### Problem set
1. List every line reference in the manuscript review excerpt that carries the comment that references are required.
2. Output the manuscript review excerpt from "L 125. Fig 1." to "156. ‘significant’ – Quantitative characteristics are required.", copying it word for word.
3. Using the manuscript review excerpt, answer these questions. Put each on its own line, marked (a), (b) and (c):
(a) What spectral range does the ASD FieldSpec 4 Stand Res cover?
(b) Which figures are named as having a font that is too small?
(c) What is the manuscript asked to specify about the Savitzky–Golay smoothing at L 146?

### Text excerpt
SPAD-502 – The device measures the spectral absorption of light by leaves at two wavelengths, 650 and 940. This data is used to indirectly determine the concentration of chlorophyll.

ASD FieldSpec 4 Stand Res – a spectral sensor with a spectral resolution of 1 nm and a range of 350-2500 nm.

No direct methods of chlorophyll measurement were used.

The study performed a regression analysis of data from one spectral device (SPAD-502) with another (FieldSpec 4), both devices having wavelengths for measurement of 650 and 940 nm.

There are no quantitative data in the abstract. Qualitative characteristics of the models under development should be avoided, and quantitative characteristics should be specified (e.g. ‘demonstrated high predictive power’, ‘optimal model's performance was superior’).

The figures need to be improved in terms of quality. In some figures, the font is too small, for example figures 6 and 12.

 

Specific comments:

L 22. ‘spectral indices’ – Please specify which vegetation indices were used.

L 22-23. ‘several machine learning model’ – Please specify which machine learning methods were used.

L 28. ‘high predictive power’ – Quantitative characteristics are required.

L 29-30. Key words should not duplicate terms in the manuscript title (e.g. ‘citrus’, ‘hyperspectral’, ‘Huanglongbing’).

L 53. ‘HLB decreased by 3 to 4 times’ – Please indicate at what stage of growth and how long after infection?

L 55-56. ‘Therefore, as a direct indicator of photosynthetic capacity, the precise estimation of chlorophyll content is essential for the early detection of HLB infection.’ Chlorophyll concentration can decrease for many other reasons, including light stress. How did you determine the cause of the decrease in chlorophyll based on spectral data?

L 70-71. ‘at the unmanned aerial vehicle (UAV) scale, canopy scale, and leaf scale’ -> Landscape, canopy and leaf scale.

L 74-77. References are required.

L 78-79. References are required.

L 84-85. References are required.

L 86-87. References are required.

L 88. ‘Not all feature selection methods, however, improve modelling performance.’ This is common knowledge.

L 89. ‘choosing the optimal feature selection algorithm is essential’. This is common knowledge.

L 96-97. ‘As mentioned above, significant spectral differences exist between HLB-infected leaves and healthy citrus leaves.’ This is an unnecessary sentence.

L 97-99. ‘Combining hyperspectral data with machine learning models to estimate the chlorophyll content in HLB-infected and healthy citrus leaves is feasible for early HLB identification’ If so, what is the scientific novelty of your research? References are required.

L 125. Fig 1. All captions in the figures must be in English.

L 146. ‘Savitzky–Golay smoothing’ Please specify the step.

L 156. ‘significant’ – Quantitative characteristics are required.

L 180. ‘Pearson correlation analysis’. Normal distribution of data is required to use parametric statistical methods. Please provide the results of the normality tests.

### The data
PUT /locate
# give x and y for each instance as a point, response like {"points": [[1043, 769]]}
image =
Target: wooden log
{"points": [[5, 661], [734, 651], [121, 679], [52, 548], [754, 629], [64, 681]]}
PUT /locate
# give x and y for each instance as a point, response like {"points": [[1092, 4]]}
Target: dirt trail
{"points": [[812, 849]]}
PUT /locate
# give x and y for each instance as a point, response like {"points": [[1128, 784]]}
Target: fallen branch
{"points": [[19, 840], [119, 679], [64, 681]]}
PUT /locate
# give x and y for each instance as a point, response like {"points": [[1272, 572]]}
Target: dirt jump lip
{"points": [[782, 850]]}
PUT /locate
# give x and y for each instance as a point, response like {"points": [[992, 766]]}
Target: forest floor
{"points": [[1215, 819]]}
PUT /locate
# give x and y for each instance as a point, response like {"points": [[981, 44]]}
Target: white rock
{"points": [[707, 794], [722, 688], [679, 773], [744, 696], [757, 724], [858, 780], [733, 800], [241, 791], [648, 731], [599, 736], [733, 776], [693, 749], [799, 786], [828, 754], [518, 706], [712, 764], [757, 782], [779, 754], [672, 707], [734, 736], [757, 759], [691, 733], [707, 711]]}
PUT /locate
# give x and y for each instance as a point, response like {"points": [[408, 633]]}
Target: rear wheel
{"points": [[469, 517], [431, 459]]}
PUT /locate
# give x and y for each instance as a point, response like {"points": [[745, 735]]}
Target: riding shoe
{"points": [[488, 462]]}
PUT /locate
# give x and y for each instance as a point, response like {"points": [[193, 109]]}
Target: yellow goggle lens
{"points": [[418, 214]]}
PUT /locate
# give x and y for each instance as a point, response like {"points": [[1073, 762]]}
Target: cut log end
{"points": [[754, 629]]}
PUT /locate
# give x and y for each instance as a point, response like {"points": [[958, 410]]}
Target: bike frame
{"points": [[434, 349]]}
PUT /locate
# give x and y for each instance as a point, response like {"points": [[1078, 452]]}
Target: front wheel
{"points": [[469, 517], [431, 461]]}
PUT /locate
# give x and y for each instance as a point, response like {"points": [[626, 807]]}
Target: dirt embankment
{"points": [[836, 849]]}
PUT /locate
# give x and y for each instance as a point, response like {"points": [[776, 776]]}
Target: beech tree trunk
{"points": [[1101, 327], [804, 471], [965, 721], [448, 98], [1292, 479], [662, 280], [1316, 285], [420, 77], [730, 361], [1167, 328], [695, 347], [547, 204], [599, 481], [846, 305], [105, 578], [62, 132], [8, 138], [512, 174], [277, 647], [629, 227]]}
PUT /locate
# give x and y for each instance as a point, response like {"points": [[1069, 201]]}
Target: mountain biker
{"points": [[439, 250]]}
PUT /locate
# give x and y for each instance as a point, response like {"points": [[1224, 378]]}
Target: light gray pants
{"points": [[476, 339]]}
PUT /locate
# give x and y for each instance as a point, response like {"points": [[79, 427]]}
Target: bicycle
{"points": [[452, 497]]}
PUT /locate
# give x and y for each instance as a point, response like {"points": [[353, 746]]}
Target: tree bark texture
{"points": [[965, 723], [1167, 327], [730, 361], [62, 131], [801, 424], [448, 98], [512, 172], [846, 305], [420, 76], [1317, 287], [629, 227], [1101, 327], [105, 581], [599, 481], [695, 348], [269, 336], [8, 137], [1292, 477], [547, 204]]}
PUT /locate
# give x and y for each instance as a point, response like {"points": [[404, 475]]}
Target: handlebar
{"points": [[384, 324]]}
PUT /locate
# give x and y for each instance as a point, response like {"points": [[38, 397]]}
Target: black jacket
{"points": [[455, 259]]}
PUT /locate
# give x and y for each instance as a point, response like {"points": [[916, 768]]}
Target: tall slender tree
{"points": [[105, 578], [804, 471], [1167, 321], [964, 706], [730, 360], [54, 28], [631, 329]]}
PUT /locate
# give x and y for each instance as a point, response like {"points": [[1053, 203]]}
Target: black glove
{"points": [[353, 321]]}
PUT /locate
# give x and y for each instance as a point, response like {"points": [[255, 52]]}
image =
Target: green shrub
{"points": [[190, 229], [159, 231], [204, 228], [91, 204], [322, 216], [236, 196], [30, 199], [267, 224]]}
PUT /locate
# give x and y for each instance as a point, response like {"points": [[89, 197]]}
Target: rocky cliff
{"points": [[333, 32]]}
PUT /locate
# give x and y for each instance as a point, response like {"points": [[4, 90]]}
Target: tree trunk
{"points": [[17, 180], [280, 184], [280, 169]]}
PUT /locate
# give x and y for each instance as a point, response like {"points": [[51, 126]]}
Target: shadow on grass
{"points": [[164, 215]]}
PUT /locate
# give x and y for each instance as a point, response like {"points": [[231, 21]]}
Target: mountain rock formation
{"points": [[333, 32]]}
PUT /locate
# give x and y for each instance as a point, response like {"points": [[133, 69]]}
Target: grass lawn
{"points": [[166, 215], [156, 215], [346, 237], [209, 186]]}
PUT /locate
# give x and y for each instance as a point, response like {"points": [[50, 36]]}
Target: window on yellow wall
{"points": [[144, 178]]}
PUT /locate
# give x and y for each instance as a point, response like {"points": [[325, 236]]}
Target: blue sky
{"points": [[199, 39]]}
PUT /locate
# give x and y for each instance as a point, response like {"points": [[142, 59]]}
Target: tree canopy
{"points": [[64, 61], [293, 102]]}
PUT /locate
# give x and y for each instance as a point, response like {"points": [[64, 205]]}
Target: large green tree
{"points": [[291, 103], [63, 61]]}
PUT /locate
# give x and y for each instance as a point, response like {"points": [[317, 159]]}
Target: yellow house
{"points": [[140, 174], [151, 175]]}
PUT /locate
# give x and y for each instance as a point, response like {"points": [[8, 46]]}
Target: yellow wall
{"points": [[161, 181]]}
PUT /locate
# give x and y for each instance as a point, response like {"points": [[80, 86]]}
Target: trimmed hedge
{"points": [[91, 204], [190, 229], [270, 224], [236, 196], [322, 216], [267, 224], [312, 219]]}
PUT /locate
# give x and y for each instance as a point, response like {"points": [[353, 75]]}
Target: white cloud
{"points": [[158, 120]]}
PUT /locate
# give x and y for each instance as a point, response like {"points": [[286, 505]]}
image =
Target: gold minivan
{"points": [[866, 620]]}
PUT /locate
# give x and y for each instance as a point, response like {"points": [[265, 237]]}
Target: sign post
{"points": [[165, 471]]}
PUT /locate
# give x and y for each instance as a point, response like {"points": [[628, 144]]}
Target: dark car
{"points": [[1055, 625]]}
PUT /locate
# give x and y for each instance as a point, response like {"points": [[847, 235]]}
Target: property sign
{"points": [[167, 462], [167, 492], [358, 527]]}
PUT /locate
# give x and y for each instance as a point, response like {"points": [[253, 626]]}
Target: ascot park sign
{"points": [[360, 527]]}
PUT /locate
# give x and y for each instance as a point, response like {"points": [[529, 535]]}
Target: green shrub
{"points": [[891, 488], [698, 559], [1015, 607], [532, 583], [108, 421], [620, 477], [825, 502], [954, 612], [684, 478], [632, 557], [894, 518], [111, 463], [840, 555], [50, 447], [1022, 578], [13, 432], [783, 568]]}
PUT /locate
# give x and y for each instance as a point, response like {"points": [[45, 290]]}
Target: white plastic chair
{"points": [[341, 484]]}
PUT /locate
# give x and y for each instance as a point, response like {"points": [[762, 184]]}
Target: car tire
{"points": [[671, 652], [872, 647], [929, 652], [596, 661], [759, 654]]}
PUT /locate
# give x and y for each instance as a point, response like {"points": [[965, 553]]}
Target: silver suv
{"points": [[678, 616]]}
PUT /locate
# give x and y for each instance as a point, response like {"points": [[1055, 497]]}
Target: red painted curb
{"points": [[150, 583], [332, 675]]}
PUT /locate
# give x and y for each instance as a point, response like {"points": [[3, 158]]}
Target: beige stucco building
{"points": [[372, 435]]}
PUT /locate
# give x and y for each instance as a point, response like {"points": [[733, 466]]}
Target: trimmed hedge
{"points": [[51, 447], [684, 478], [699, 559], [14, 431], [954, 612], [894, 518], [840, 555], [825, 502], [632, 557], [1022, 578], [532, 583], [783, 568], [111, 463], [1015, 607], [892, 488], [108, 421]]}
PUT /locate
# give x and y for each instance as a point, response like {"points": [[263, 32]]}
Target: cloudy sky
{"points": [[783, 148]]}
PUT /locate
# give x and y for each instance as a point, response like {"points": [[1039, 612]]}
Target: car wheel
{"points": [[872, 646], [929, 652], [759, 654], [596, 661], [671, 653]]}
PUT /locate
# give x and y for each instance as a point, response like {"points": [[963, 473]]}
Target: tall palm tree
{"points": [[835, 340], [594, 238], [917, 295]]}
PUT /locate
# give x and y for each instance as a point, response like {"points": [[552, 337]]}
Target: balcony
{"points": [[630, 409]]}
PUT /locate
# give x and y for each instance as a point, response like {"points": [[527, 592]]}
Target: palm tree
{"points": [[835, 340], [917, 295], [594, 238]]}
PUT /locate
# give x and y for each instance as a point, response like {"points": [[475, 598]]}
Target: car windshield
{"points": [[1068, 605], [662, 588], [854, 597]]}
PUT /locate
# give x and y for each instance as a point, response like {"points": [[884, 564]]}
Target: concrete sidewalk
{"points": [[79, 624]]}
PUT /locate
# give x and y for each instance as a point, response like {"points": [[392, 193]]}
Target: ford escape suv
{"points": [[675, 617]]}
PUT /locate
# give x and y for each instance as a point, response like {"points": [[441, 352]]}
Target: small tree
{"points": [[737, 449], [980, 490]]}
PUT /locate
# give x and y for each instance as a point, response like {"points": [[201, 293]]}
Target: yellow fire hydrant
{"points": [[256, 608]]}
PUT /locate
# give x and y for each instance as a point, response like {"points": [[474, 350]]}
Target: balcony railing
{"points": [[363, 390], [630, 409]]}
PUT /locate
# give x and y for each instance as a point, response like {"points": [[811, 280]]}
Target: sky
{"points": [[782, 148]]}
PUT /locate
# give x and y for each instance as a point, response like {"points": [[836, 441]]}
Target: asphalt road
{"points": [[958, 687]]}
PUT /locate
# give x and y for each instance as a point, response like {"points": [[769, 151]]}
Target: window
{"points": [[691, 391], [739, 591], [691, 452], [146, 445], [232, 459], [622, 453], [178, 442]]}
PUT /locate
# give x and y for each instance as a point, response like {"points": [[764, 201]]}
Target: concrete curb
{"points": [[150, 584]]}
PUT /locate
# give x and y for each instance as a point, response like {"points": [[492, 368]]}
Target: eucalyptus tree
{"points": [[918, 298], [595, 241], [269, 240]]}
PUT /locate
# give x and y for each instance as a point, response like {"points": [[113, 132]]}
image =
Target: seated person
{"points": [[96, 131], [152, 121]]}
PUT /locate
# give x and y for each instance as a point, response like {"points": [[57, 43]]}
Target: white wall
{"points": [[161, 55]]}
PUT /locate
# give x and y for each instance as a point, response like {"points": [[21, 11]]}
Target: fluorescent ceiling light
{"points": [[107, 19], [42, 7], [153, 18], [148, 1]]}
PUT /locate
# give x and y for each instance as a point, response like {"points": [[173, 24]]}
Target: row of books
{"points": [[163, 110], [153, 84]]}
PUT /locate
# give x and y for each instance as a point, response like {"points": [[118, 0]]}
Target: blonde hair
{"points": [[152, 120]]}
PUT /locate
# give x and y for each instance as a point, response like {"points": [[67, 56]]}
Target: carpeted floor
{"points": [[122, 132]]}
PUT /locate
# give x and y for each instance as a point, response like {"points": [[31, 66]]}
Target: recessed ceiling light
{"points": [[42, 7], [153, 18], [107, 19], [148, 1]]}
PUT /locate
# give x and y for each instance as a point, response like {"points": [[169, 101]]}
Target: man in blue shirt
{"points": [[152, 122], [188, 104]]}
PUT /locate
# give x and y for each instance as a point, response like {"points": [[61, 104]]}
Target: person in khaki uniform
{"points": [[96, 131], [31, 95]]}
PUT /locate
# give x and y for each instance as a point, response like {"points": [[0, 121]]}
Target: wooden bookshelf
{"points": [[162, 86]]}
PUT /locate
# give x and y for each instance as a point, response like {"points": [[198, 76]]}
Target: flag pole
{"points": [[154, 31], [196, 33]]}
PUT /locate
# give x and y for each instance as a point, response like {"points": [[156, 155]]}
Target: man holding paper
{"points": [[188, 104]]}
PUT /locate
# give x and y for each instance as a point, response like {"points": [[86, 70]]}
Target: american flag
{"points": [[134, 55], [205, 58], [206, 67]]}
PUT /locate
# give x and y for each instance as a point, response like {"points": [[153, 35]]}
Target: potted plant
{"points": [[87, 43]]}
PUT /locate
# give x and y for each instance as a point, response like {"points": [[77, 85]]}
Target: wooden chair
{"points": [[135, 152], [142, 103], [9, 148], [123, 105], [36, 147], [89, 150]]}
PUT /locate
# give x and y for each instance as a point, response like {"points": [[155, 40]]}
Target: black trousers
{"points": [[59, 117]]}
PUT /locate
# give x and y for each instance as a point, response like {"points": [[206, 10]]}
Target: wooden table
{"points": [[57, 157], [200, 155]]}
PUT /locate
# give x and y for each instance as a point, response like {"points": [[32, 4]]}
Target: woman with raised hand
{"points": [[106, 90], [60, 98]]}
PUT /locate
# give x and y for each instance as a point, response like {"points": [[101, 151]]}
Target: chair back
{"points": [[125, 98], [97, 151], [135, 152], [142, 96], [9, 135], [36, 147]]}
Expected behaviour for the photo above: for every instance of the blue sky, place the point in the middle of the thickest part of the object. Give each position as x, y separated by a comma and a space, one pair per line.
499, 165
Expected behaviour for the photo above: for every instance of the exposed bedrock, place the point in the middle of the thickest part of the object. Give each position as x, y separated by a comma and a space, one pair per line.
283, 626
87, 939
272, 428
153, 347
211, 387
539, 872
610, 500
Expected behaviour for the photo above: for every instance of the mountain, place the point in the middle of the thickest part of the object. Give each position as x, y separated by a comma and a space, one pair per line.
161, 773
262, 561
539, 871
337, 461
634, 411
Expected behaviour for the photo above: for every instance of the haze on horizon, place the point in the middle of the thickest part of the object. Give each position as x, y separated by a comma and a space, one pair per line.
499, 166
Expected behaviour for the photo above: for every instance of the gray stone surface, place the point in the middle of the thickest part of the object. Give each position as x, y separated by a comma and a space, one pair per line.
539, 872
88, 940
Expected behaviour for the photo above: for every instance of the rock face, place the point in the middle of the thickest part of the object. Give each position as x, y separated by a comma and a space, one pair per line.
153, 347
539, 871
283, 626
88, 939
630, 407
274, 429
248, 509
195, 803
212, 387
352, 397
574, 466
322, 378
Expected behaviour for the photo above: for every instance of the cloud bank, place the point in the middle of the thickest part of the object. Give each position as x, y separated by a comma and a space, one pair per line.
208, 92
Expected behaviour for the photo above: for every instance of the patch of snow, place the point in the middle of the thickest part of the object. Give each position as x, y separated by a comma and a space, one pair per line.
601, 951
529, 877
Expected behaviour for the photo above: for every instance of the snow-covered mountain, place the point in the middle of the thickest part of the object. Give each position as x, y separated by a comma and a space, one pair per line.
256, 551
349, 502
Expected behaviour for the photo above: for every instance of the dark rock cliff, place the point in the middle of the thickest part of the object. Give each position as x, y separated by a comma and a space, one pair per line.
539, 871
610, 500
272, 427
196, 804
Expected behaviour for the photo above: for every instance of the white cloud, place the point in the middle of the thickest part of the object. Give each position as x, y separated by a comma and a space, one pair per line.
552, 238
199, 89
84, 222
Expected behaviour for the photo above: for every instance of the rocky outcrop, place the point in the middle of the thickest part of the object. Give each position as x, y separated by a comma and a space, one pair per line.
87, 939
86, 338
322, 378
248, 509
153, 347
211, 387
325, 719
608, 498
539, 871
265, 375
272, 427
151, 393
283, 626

### Completed exercise
1.
L 74-77
L 78-79
L 84-85
L 86-87
L 97-99

2.
L 125. Fig 1. All captions in the figures must be in English.

L 146. ‘Savitzky–Golay smoothing’ Please specify the step.

L 156. ‘significant’ – Quantitative characteristics are required.

3.
(a) 350-2500 nm
(b) Figures 6 and 12
(c) The step